» Text shown
- - - -
We are living not only through the “new norm,” but also through the shattering of established norms. As the not-so-distant past demonstrates, previous generations also faced exceptionally challenging times –disenfranchisement of African Americans and other minorities during the 1890s, the 1918 influenza pandemic, and Japanese American internment and the Zoot Suit Riots during the Second World War, among others. And this has happened throughout history. In this post, we’ll look at an example of societal change from my research.
“Failure” and Its Aftermath
Over the past few months, I’ve been noticing various analysts and commentators claim that the United States is a failed state, or is on its way to becoming a failed state. For example, in the June 2020 edition of The Atlantic, George Packer wrote, “Every morning in the endless month of March, Americans woke up to find themselves citizens of a failed state. With no national plan—no coherent instructions at all—families, schools, and offices were left to decide on their own whether to shut down and take shelter.” Packer was addressing the fact that the failures of the federal pandemic response highlight larger-scale problems with the administration, but his analysis has wider implications.
- - - -
Referring expression grounding data
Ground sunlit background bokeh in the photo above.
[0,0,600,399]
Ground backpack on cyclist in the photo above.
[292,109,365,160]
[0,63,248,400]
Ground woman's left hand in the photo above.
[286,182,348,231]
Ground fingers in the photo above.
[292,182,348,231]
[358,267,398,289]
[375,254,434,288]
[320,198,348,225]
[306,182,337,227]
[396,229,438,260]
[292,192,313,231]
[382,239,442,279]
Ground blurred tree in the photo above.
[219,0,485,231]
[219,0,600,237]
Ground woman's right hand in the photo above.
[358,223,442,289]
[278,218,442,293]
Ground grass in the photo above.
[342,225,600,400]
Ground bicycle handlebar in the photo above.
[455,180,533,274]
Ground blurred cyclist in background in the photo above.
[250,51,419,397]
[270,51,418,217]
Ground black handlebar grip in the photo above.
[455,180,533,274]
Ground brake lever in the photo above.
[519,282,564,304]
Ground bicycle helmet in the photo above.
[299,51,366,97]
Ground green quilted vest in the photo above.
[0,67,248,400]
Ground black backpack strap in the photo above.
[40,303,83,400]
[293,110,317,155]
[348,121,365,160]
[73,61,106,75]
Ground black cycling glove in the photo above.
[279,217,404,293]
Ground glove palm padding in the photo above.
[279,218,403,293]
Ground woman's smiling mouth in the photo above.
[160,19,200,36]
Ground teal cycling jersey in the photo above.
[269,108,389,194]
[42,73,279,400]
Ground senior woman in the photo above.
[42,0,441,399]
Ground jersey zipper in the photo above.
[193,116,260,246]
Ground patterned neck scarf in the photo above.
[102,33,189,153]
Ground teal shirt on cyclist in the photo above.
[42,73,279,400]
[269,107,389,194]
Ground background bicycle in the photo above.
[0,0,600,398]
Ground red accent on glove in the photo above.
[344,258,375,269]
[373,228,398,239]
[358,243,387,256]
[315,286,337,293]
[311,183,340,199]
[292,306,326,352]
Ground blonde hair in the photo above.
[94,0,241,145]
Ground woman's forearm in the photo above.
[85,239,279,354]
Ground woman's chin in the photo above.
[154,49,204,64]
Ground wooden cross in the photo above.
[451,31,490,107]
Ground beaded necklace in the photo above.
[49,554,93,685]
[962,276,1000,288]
- - - -
» Try it
Write out the passage from the post on failed states word for word, starting at "We are living" and ending at "from my research.".

» Output of the exercise
We are living not only through the “new norm,” but also through the shattering of established norms. As the not-so-distant past demonstrates, previous generations also faced exceptionally challenging times –disenfranchisement of African Americans and other minorities during the 1890s, the 1918 influenza pandemic, and Japanese American internment and the Zoot Suit Riots during the Second World War, among others. And this has happened throughout history. In this post, we’ll look at an example of societal change from my research.